▶ _SOURCE_:
— begin —

The choice of location is no accident. The Salar has always had a cinematic quality. Tourism surged after the 2017 release of Star Wars: The Last Jedi, when filmmakers used the flats as the fictional red-mineral planet Crait — and the landscape has appeared in productions ranging from James Bond to Bolivian art-house films. Its surface elevation varies by less than one metre across its entire expanse, making it so precisely flat that it is used to calibrate satellite radar altimeters.

The story of how the Salar came to be is as striking as the landscape itself. According to Aymara legend, the surrounding volcanic mountains were once giant, god-like beings. Tunupa, married to Kusku, wept when her husband had an affair, and her tears mixed with her milk to create the brilliant white salt of the Salar. Beneath that salt, the reality is equally extraordinary: approximately 70% of the world’s lithium reserves lie under the crust, an entire industry now devoted to the extraction of the light metal that powers laptops, smartphones and electric vehicles.
The Salar sits at 3,656 metres above sea level in the Potosí department of southwest Bolivia, accessible from La Paz by an eight-hour overnight bus or a one-hour domestic flight. Three-day tours cost between $150 and $280 per person in 2026, including accommodation, meals and transport by 4WD. The destination draws two very different visitor experiences depending on season. The wet season from December through April produces the famous mirror effect, when the surface transforms into the world’s largest natural mirror reflecting the sky above; the dry season from May through November reveals geometric salt hexagons, clearer skies and easier travel conditions.

— end —

Extracted records:
— begin —

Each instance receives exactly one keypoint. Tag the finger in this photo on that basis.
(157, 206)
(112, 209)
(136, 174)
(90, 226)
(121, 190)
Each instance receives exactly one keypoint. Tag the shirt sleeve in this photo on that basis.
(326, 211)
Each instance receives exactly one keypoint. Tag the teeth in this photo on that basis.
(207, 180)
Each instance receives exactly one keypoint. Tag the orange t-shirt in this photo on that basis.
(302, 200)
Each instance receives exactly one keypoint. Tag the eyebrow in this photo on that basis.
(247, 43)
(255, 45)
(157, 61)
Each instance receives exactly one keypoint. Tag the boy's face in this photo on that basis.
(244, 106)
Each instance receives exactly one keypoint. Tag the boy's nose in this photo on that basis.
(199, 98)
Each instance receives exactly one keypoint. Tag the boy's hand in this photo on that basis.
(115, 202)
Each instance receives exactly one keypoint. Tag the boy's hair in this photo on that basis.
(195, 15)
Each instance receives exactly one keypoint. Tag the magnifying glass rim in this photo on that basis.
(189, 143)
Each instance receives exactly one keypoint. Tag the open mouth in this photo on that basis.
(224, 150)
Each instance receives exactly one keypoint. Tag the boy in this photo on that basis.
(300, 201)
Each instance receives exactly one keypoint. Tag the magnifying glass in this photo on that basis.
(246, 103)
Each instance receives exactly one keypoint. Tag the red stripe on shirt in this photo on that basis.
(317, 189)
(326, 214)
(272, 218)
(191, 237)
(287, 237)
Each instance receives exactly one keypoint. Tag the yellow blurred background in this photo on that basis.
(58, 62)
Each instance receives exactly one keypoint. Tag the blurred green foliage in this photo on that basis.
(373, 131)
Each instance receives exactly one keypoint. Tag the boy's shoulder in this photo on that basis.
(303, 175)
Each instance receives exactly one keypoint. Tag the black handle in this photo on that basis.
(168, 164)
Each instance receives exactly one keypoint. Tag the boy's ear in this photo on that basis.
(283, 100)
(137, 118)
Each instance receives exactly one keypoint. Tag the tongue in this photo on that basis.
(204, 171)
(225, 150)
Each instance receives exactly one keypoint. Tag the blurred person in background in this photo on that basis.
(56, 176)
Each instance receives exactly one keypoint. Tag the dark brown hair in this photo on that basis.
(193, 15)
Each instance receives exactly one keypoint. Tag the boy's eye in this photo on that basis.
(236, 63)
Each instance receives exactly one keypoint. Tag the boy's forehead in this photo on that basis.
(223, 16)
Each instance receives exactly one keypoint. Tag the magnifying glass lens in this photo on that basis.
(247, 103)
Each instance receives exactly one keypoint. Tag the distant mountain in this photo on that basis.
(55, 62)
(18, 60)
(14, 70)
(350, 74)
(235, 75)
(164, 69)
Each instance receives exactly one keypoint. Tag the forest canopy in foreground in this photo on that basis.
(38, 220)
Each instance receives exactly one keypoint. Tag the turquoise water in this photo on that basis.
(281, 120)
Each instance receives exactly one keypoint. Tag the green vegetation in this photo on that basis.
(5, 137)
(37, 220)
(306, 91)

— end —

▶ _REQUESTS_:
a: Quote the passage about the Salar word for word, starting with "The story of" and going on through "and electric vehicles.".
b: Extend the passage about the Salar, picking up right after its final sentence.
The records are separate from the passage about the Salar.

▶ _ANSWERS TO THE PROBLEMS_:
a:
The story of how the Salar came to be is as striking as the landscape itself. According to Aymara legend, the surrounding volcanic mountains were once giant, god-like beings. Tunupa, married to Kusku, wept when her husband had an affair, and her tears mixed with her milk to create the brilliant white salt of the Salar. Beneath that salt, the reality is equally extraordinary: approximately 70% of the world’s lithium reserves lie under the crust, an entire industry now devoted to the extraction of the light metal that powers laptops, smartphones and electric vehicles.

b:
Beyond the salt flats, the surrounding high-altitude desert holds its own draws. Incahuasi Island is a rocky outcrop in the middle of the flats covered in towering cacti; Laguna Colorada is a red-hued lake coloured by algae and minerals, home to three species of flamingo; and the Sol de Mañana Geysers offer bubbling mud pools and steam fumaroles at the edge of the desert. The Train Cemetery on the edge of Uyuni town — an eerie graveyard of 19th-century British-built locomotives left to rust on the Altiplano — has become a destination in its own right.
Despite its status as Bolivia’s most visited attraction, the Salar de Uyuni region is also the country’s poorest, with around 80% of its inhabitants living in poverty. The tension between the destination’s global appeal and the economic reality of the communities around it sits at the heart of what SalarFF is attempting to address, using cinema and cultural tourism to build a more durable economic argument for the region. CODESPA
For Bellott, the festival is about more than a single event. “In a place where the sky and the earth become one,” he said, “SalarFF emerges with a perspective that invites us to see ourselves not only as Bolivians in isolation, but also in relation to others.”